Your goal => Your task is to transcribe the entries below exactly, beginning with the line containing "Query: pink strap" and ending with the final line, and to add nothing else.

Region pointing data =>
================================

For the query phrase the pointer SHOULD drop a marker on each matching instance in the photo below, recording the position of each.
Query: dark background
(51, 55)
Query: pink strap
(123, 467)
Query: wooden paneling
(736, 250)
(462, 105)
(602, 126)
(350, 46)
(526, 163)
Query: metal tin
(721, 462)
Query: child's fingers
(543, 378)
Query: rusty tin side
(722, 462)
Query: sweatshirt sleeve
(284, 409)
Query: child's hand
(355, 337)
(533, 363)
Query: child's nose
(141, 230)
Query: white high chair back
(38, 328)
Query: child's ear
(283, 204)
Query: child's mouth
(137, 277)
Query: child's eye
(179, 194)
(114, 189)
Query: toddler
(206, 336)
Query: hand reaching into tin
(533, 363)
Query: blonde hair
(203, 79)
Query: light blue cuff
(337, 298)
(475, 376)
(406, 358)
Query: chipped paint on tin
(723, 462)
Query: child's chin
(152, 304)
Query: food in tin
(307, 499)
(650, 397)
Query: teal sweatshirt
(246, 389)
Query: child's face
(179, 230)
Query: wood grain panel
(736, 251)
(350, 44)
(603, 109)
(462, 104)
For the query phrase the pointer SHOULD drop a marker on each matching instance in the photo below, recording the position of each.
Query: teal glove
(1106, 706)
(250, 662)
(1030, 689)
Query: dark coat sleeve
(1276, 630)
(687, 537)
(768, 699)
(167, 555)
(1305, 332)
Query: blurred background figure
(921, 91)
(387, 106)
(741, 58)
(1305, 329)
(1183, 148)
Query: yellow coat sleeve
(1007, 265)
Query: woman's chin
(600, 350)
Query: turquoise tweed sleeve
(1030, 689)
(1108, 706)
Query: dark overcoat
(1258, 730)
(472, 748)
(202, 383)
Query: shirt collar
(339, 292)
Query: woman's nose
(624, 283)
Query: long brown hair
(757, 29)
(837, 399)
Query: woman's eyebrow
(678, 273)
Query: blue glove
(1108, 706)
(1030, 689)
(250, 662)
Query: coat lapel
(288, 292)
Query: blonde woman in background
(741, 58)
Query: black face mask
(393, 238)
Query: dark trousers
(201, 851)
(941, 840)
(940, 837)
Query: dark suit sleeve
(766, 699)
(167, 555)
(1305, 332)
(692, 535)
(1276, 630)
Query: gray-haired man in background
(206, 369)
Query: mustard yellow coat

================================

Output for this exercise =>
Query: pink strap
(123, 467)
Query: wooden paneling
(736, 250)
(462, 105)
(602, 126)
(350, 46)
(526, 163)
Query: metal tin
(721, 462)
Query: child's fingers
(543, 378)
Query: rusty tin side
(722, 462)
Query: sweatshirt sleeve
(284, 409)
Query: child's hand
(355, 337)
(533, 363)
Query: child's nose
(141, 230)
Query: white high chair back
(38, 328)
Query: child's ear
(283, 204)
Query: child's mouth
(137, 277)
Query: child's eye
(179, 194)
(114, 189)
Query: toddler
(206, 336)
Query: hand reaching into tin
(533, 363)
Query: blonde hair
(203, 79)
Query: light blue cuff
(337, 298)
(475, 376)
(406, 358)
Query: chipped paint on tin
(723, 462)
Query: child's chin
(152, 304)
Query: food in tin
(307, 499)
(650, 397)
Query: teal sweatshirt
(246, 389)
Query: child's face
(179, 230)
Query: wood grain panel
(736, 251)
(350, 44)
(603, 109)
(462, 104)
For the query phrase the pointer SHOULD drop a marker on each matching instance in the photo below, recording the position of each.
Query: teal glove
(1106, 706)
(250, 662)
(1030, 689)
Query: dark coat sleeve
(1276, 630)
(687, 537)
(768, 699)
(167, 555)
(1305, 332)
Query: blurred background figure
(921, 91)
(387, 106)
(741, 58)
(1305, 329)
(1183, 148)
Query: yellow coat sleeve
(1007, 265)
Query: woman's chin
(600, 350)
Query: turquoise tweed sleeve
(1030, 689)
(1108, 706)
Query: dark overcoat
(1258, 730)
(472, 748)
(202, 383)
Query: shirt collar
(339, 292)
Query: woman's nose
(624, 283)
Query: long brown hair
(757, 29)
(837, 399)
Query: woman's eyebrow
(678, 273)
Query: blue glove
(1108, 706)
(1030, 689)
(250, 662)
Query: coat lapel
(288, 292)
Query: blonde woman in background
(741, 58)
Query: black face mask
(393, 238)
Query: dark trousers
(201, 851)
(941, 840)
(940, 837)
Query: dark suit sleeve
(766, 699)
(167, 555)
(1305, 332)
(692, 535)
(1276, 630)
Query: gray-haired man in background
(206, 369)
Query: mustard yellow coat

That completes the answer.